[Records met omtrekannotaties]
····················

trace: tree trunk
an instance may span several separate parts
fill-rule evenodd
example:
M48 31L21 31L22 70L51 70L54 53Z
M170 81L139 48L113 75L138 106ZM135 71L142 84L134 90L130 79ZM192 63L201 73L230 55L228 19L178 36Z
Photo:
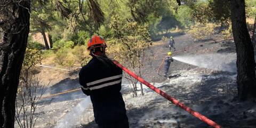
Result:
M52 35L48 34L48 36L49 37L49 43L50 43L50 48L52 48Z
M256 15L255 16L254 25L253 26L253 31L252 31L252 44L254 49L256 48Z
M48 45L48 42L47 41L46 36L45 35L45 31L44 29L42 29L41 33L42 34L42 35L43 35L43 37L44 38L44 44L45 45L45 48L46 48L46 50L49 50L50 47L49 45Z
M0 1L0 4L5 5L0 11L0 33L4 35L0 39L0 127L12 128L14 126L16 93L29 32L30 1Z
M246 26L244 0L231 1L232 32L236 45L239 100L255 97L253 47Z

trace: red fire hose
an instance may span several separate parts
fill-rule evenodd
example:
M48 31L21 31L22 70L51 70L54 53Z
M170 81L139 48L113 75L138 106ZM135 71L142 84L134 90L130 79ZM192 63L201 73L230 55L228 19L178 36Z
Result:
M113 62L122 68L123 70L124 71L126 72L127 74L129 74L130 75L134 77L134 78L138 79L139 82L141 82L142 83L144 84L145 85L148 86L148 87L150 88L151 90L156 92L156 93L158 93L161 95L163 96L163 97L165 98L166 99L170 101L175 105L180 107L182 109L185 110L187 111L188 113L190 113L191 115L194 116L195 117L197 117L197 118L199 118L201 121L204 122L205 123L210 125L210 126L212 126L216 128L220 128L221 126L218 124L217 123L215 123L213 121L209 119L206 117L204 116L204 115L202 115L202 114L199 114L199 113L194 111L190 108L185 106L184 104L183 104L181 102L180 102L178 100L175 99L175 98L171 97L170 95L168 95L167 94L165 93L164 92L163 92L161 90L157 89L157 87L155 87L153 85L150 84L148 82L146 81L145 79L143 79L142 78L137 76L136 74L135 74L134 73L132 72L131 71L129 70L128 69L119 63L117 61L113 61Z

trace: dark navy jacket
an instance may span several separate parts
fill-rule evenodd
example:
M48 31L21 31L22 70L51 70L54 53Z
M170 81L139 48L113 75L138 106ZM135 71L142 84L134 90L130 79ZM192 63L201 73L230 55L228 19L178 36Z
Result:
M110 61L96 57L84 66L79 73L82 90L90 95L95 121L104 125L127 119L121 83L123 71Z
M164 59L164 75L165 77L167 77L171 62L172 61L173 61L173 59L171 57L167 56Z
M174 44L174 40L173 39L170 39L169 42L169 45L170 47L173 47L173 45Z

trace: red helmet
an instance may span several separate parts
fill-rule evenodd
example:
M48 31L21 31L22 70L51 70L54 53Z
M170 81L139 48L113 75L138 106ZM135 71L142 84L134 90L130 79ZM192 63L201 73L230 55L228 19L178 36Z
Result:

····················

**WAT TE DOEN**
Herhaal alle bovenstaande records letterlijk en regel voor regel. Laat de afbeeldingen daarbij weg.

**UITWERKING OPDRACHT**
trace: tree trunk
an instance may span several separate parts
fill-rule evenodd
example:
M48 31L21 31L22 70L51 70L54 53Z
M170 81L139 48L113 75L138 106ZM135 71L142 84L134 90L130 79ZM192 63L201 73L230 55L228 19L178 36Z
Photo:
Result:
M52 35L48 34L48 36L49 37L49 43L50 43L50 48L52 48Z
M256 15L255 16L254 25L253 26L253 31L252 31L252 44L254 49L256 48Z
M48 45L48 42L47 41L46 36L45 35L45 31L44 29L42 29L41 33L42 34L42 35L43 35L43 37L44 38L44 44L45 45L45 48L46 48L46 50L49 50L50 47L49 45Z
M0 1L0 4L5 5L0 11L0 33L4 35L0 39L0 127L12 128L14 126L16 93L29 32L30 1Z
M246 26L244 0L231 1L232 32L236 45L239 100L255 97L253 47Z

trace: red fire hose
an instance may span several separate parts
fill-rule evenodd
example:
M48 31L21 31L22 70L51 70L54 53Z
M170 81L139 48L113 75L138 106ZM135 71L142 84L134 90L130 79ZM192 63L201 73L230 55L228 19L178 36Z
Result:
M113 62L122 68L123 70L124 71L126 72L127 74L129 74L130 75L134 77L134 78L138 79L139 82L141 82L142 83L144 84L145 85L148 86L148 87L150 88L151 90L156 92L156 93L158 93L161 95L163 96L163 97L165 98L166 99L170 101L175 105L180 107L182 109L185 110L187 111L188 113L190 113L191 115L194 116L195 117L197 117L197 118L199 118L201 121L204 122L205 123L210 125L210 126L212 126L216 128L220 128L221 126L218 124L217 123L215 123L213 121L209 119L206 117L204 116L204 115L202 115L202 114L199 114L199 113L194 111L190 108L185 106L184 104L183 104L181 102L180 102L178 100L175 99L175 98L171 97L170 95L168 95L167 94L165 93L164 92L163 92L161 90L157 89L157 87L155 87L153 85L150 84L148 82L146 81L145 79L143 79L142 78L137 76L136 74L135 74L134 73L132 72L131 71L129 70L128 69L119 63L117 61L113 61Z

trace: dark navy jacket
an instance may span several separate parts
fill-rule evenodd
example:
M48 31L21 31L22 70L51 70L54 53Z
M170 81L139 48L113 75L138 106ZM135 71L142 84L134 90L130 79ZM192 63L201 73L230 55L228 19L178 36Z
Result:
M110 61L96 57L84 66L79 73L82 90L90 95L95 121L104 125L127 119L121 83L123 71Z
M164 59L164 75L165 77L167 77L171 62L172 61L173 61L173 59L171 57L167 56Z
M174 44L174 40L173 39L170 39L169 42L169 45L170 47L173 47L173 45Z

trace: red helmet
an instance may span several separate parts
fill-rule evenodd
example:
M48 31L21 31L22 70L51 70L54 53Z
M170 81L139 48L113 75L138 106ZM135 71L142 84L134 90L130 79ZM192 63L201 73L230 55L228 19L178 36Z
Result:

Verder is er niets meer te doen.